__DATA__.
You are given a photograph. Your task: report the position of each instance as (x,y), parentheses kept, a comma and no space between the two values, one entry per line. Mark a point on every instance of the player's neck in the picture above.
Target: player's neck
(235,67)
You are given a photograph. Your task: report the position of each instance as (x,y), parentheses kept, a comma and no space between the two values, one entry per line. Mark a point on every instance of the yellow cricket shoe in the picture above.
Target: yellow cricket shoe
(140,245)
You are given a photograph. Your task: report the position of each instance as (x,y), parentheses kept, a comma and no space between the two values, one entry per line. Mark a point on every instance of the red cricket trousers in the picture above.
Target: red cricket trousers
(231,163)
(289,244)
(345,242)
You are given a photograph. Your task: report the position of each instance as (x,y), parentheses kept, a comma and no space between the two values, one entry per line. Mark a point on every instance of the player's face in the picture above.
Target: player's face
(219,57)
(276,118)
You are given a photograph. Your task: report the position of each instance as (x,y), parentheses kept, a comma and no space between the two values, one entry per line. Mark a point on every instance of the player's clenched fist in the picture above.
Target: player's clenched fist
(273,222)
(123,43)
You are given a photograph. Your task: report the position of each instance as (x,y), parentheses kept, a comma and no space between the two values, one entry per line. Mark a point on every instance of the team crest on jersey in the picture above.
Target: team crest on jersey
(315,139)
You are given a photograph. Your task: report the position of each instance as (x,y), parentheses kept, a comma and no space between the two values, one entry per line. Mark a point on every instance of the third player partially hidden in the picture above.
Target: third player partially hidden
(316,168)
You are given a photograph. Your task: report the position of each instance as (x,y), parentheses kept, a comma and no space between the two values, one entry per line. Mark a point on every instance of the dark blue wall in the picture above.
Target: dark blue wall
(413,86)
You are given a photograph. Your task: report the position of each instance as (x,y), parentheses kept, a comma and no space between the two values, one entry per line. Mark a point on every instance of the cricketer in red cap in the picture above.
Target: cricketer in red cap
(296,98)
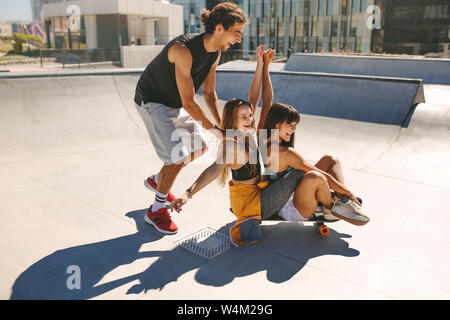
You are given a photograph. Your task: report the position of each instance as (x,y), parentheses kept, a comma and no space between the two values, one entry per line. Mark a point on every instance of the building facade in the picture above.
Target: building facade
(110,24)
(393,26)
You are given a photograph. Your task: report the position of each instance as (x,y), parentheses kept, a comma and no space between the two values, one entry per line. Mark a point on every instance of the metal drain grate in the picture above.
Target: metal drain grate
(207,243)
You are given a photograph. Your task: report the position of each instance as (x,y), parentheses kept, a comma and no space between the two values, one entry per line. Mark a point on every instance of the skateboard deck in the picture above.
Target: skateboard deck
(318,222)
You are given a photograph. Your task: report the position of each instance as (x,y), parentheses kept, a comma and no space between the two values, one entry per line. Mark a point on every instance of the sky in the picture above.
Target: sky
(12,10)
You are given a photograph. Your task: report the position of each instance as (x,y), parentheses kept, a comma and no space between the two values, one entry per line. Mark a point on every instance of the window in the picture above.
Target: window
(321,7)
(330,7)
(363,6)
(344,7)
(355,6)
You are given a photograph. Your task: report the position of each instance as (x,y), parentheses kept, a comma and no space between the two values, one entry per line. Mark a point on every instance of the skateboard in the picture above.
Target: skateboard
(318,222)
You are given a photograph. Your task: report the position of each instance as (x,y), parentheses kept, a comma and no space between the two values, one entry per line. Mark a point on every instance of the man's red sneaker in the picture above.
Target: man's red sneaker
(161,221)
(152,185)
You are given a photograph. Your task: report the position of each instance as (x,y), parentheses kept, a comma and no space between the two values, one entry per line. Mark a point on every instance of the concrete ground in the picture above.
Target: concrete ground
(73,158)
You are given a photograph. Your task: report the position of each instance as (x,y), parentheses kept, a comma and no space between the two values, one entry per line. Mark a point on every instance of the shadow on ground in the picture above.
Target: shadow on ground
(47,278)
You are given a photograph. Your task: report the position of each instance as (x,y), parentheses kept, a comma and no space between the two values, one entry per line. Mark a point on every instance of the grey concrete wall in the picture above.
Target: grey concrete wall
(432,71)
(370,99)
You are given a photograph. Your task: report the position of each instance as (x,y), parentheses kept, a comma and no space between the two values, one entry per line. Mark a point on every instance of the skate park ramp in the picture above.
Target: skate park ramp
(73,157)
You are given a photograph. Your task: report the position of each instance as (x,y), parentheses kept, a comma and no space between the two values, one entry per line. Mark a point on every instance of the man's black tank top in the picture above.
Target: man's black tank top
(158,84)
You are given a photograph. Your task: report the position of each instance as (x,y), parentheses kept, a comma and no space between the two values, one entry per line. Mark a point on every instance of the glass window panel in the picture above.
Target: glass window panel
(344,7)
(321,7)
(363,5)
(355,6)
(330,7)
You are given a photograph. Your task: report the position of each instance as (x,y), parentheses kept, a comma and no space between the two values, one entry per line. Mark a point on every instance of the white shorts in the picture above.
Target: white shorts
(290,213)
(173,132)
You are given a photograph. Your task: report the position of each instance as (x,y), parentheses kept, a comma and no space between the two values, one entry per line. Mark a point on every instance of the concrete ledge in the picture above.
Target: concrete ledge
(363,98)
(433,71)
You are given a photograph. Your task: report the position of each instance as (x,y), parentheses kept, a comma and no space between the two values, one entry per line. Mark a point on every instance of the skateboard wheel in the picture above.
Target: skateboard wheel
(324,230)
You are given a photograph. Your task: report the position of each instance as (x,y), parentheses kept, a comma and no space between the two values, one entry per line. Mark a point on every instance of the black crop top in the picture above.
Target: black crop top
(244,172)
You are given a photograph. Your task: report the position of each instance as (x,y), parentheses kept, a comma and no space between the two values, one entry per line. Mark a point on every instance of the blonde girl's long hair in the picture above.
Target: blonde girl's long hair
(228,122)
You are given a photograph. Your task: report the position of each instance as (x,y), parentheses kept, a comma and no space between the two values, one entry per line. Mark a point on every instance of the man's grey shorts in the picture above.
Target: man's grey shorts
(173,132)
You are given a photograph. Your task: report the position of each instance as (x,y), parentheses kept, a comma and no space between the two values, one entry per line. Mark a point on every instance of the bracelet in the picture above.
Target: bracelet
(189,193)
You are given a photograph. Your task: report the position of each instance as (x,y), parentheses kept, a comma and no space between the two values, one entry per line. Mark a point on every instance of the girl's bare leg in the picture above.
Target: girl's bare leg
(312,189)
(332,166)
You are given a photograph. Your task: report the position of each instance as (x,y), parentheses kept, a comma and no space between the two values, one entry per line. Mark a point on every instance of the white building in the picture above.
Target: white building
(111,23)
(5,29)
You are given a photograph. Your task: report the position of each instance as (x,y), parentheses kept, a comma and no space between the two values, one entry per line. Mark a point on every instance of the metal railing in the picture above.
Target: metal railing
(247,55)
(79,57)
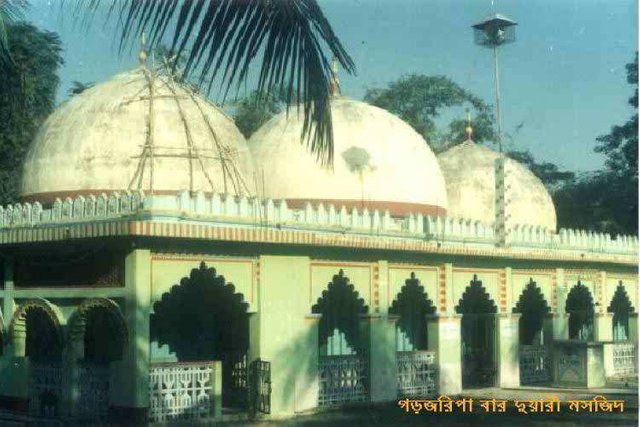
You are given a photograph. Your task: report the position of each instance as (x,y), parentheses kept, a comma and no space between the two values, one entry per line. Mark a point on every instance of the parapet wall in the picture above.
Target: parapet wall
(321,218)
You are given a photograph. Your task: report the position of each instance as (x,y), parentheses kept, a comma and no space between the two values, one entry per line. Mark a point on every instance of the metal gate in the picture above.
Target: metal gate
(478,350)
(259,380)
(45,389)
(234,381)
(417,373)
(93,391)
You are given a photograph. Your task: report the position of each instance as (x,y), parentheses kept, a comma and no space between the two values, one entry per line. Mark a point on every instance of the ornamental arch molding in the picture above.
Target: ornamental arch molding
(77,324)
(412,306)
(18,325)
(533,308)
(77,321)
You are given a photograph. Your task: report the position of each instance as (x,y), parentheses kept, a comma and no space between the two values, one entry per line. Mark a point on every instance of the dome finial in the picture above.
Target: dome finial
(335,82)
(142,55)
(469,128)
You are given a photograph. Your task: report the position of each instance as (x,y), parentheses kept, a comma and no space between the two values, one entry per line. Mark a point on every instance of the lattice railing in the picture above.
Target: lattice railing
(624,359)
(45,389)
(93,392)
(181,391)
(535,364)
(343,379)
(417,373)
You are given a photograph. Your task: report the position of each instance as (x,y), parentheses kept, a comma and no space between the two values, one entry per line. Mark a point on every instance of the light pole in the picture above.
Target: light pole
(493,32)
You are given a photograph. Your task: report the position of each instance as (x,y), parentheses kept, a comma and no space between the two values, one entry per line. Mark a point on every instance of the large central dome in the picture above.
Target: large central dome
(136,131)
(469,170)
(380,162)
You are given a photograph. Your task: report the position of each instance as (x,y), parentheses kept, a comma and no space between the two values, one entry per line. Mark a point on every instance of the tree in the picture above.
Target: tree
(10,12)
(79,87)
(621,144)
(27,90)
(608,200)
(420,100)
(223,37)
(550,174)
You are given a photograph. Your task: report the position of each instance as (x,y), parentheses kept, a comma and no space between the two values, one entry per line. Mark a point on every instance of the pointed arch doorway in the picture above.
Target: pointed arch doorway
(535,359)
(478,331)
(205,319)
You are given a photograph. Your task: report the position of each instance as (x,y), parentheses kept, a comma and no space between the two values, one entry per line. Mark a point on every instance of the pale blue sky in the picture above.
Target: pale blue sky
(564,78)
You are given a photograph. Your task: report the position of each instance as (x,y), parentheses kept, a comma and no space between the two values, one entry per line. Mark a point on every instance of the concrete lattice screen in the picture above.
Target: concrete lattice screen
(534,309)
(412,306)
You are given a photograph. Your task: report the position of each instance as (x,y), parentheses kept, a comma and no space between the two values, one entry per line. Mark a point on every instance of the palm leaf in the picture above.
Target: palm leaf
(10,12)
(222,38)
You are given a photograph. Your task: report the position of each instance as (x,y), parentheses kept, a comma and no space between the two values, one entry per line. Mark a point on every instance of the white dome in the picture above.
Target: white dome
(468,169)
(380,162)
(98,141)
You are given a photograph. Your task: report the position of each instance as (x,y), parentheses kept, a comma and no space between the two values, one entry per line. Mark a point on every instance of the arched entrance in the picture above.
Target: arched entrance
(580,308)
(416,365)
(343,367)
(202,319)
(37,336)
(535,360)
(478,336)
(621,308)
(97,335)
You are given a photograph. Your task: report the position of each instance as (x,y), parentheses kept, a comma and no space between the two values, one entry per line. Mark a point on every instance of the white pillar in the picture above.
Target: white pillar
(444,338)
(603,327)
(383,365)
(130,376)
(508,351)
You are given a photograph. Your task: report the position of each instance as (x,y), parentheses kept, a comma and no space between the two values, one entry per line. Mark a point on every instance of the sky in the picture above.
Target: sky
(563,82)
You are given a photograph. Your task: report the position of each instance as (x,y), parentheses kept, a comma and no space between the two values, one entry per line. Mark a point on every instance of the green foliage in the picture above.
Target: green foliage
(420,100)
(256,109)
(223,37)
(621,144)
(550,175)
(11,11)
(27,90)
(78,87)
(607,201)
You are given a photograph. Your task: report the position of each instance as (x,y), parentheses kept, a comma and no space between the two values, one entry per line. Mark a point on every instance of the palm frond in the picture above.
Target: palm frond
(222,38)
(10,12)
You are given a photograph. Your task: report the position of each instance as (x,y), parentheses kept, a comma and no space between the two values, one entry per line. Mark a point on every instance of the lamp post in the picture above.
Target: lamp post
(493,32)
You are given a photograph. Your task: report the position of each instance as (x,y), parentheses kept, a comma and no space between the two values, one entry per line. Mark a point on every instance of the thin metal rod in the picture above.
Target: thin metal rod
(498,115)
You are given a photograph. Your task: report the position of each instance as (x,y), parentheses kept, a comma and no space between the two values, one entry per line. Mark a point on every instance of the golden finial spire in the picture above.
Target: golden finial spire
(142,55)
(469,128)
(335,82)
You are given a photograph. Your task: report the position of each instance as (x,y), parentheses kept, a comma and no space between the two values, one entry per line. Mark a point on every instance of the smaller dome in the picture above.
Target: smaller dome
(380,163)
(469,171)
(131,134)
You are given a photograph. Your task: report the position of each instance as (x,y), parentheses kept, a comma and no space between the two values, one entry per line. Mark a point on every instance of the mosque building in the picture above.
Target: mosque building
(160,266)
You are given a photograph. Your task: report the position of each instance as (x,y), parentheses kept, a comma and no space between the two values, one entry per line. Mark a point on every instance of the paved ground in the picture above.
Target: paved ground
(393,416)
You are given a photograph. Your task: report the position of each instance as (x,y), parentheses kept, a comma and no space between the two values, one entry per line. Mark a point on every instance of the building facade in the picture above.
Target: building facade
(143,278)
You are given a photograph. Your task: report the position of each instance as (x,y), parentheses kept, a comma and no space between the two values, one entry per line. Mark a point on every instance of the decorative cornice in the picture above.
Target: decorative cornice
(223,217)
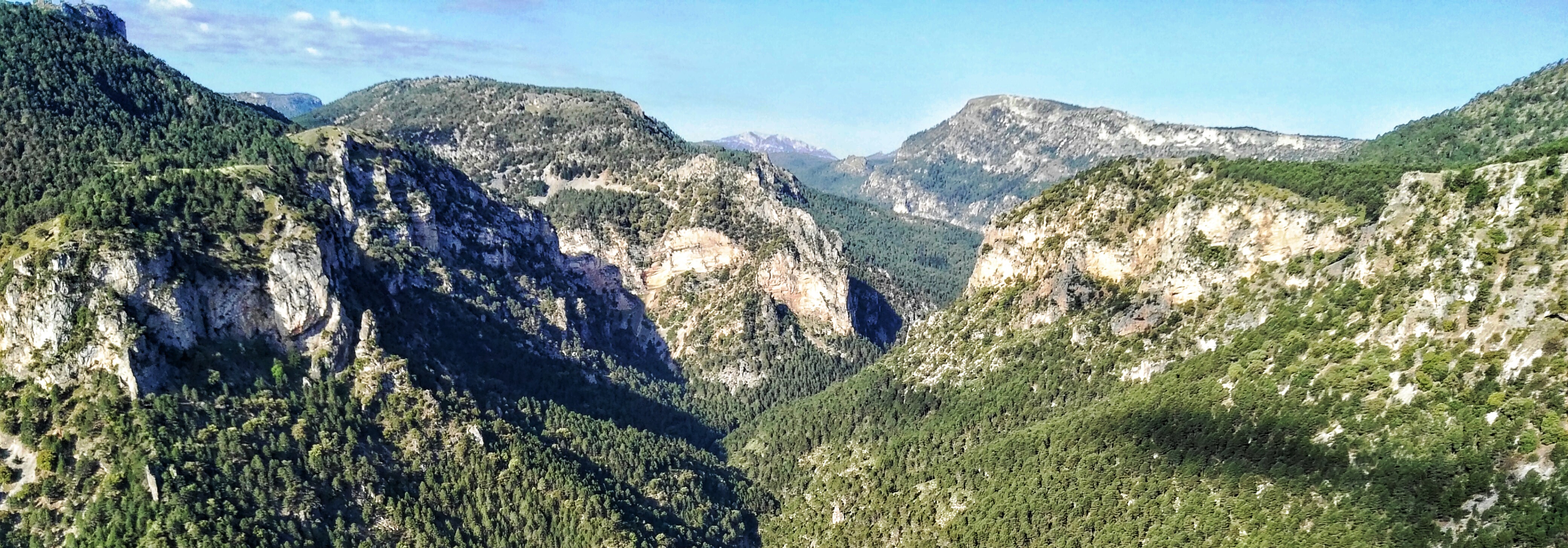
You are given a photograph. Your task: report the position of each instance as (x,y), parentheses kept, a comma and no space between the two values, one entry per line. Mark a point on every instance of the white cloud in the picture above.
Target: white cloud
(333,38)
(350,23)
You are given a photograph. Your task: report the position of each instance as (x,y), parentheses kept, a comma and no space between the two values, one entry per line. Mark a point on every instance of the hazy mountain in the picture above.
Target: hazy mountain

__SET EXERCISE__. Quote the rows between the line holding "window in the picture above." and the line holding "Target: window", inclusive, reproducing them verbatim.

__FINAL ANSWER__.
You are given a photograph. Your task: report the position of each instance as (x,y), parentheses kept, a comma and no space between the two values, one entry per line. Mark a point on every instance of the window in the picture above.
Target: window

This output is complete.